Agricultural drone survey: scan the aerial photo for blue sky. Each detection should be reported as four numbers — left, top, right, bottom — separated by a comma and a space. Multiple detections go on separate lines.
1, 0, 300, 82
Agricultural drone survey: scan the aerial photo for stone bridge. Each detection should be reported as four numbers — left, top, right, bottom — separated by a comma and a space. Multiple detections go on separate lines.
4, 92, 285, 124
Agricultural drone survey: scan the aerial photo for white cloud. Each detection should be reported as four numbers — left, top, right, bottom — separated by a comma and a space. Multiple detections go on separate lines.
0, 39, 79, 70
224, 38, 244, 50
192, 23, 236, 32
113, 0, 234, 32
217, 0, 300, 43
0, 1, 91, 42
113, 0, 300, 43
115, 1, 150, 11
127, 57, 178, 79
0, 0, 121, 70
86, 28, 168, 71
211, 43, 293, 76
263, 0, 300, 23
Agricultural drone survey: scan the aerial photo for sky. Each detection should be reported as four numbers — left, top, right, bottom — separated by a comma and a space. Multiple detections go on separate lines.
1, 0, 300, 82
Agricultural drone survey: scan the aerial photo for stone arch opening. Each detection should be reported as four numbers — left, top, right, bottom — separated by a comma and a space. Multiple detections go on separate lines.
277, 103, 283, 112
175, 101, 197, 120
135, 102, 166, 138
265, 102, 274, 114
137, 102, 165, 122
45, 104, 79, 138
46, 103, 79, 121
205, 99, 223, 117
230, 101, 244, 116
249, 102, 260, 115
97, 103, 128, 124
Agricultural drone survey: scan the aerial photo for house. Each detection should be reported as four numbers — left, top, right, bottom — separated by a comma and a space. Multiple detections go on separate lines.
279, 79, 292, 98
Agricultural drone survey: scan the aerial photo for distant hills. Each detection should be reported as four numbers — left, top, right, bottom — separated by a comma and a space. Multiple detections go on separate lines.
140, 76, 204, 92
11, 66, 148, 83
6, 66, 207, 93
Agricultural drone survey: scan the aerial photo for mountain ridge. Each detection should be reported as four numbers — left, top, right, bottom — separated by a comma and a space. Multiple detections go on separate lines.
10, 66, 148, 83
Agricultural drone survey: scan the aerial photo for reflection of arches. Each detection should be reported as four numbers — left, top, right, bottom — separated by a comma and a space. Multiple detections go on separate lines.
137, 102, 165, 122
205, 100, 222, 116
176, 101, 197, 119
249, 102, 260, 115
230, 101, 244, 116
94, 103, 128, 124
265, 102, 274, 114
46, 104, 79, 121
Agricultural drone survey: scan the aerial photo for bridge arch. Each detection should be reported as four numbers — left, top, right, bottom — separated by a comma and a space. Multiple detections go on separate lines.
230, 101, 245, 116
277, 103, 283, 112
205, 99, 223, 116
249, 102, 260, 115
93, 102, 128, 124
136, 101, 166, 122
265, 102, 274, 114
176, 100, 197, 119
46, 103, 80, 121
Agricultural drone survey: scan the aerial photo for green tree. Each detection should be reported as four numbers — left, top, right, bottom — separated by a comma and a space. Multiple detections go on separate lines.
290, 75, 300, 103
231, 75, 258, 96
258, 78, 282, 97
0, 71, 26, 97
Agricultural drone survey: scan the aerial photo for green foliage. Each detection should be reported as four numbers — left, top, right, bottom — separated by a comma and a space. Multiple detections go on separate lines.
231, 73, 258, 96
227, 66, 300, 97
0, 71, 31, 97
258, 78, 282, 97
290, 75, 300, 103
• • • • •
§ TASK
Could you give every entry again, exactly as written?

§ TASK SOLUTION
Agricultural drone survey: scan the aerial photo for blue sky. Each detection should be reported as four numbers — left, top, right, bottom — separated by a comma and a space. Multiple detections go on separate lines.
1, 0, 300, 82
Agricultural drone survey: scan the aerial photo for stone bridge. Each detection should be reported as four numbers — left, top, right, bottom — separated by a comma and a space. Multiple detections go on separate lines.
4, 92, 285, 124
Agricultural drone survey: scan the aerial photo for white cloud. Each detection should be reported as four numbers — left, top, right, bottom — separated by a comma and a space. Multiple detections go on separate lines.
0, 39, 79, 70
224, 38, 244, 50
192, 23, 236, 32
113, 0, 234, 32
217, 0, 300, 43
0, 1, 91, 42
113, 0, 300, 43
115, 1, 150, 11
127, 57, 178, 79
0, 0, 121, 70
86, 28, 168, 71
211, 43, 293, 76
263, 0, 300, 23
Agricultural drone survey: scan the aerial photo for sky. Each detection should be reported as four numbers — left, top, right, bottom — separated by a comma and a space. Multiple detections go on separate lines.
1, 0, 300, 82
Agricultural drone survey: scan the aerial photo for stone arch opening. Each detection should be reported as four numbers — left, top, right, bottom — separated by a comma and a space. Multiple detections go on separate lines.
277, 103, 283, 112
175, 101, 197, 120
135, 102, 166, 138
265, 102, 274, 114
137, 102, 165, 122
45, 104, 79, 138
46, 103, 79, 121
205, 99, 223, 117
230, 101, 244, 116
249, 102, 260, 115
97, 103, 128, 124
Agricultural drone survey: scan the aerial photo for house. Each detection should be reported as four numbers — left, top, right, bottom — separated by a comma and a space. Multiple detections go on separate lines.
279, 79, 292, 98
Agricultural drone survey: scan the aerial photo for distant hills. Each detection should be reported as four numbers — left, top, right, bottom — separated by a comma and a space. Multiple detections go on separate lines.
140, 76, 204, 92
11, 66, 148, 83
6, 66, 207, 93
Agricultural drone survey: scan the aerial photo for mountain ridge. Each detection should be reported as four numbers — left, top, right, bottom — separated by a comma and a space. Multiple detections go on separate lines.
10, 66, 148, 83
Agricultural drone survey: scan the aerial photo for reflection of arches. Each detection should be reported as four numbers — left, top, right, bottom — separated by a comma and a space. Multiple detections go on separate lines.
137, 102, 165, 122
205, 100, 222, 116
176, 101, 197, 119
249, 102, 260, 115
230, 101, 244, 116
94, 103, 128, 124
265, 102, 274, 114
46, 104, 79, 121
Agricultural drone survey: scan the aerial photo for bridge arch. Each detection should be reported as four numbers — left, top, right, bottom — separated by a comma and a space. Multiple detections go on separate lines.
230, 101, 245, 116
277, 103, 283, 112
205, 99, 223, 116
249, 102, 260, 115
93, 102, 128, 124
136, 101, 166, 122
265, 102, 274, 114
176, 100, 197, 119
46, 103, 80, 121
Agricultural drone survey: scan the aerial photo for green tree. Each detection should be reported as four numbers — left, top, right, bottom — separated by a comma and a space. Multiple detections go on separate lines.
290, 75, 300, 103
231, 75, 258, 96
258, 78, 282, 97
0, 71, 26, 97
Agricultural drone survey: scan the aerial photo for green foliage. Each detection should be reported as four numbers — left, top, right, bottom — separated by a comma and a space. Multiple detections go on separate lines.
231, 73, 258, 96
227, 66, 300, 97
0, 71, 31, 97
258, 78, 282, 97
290, 75, 300, 103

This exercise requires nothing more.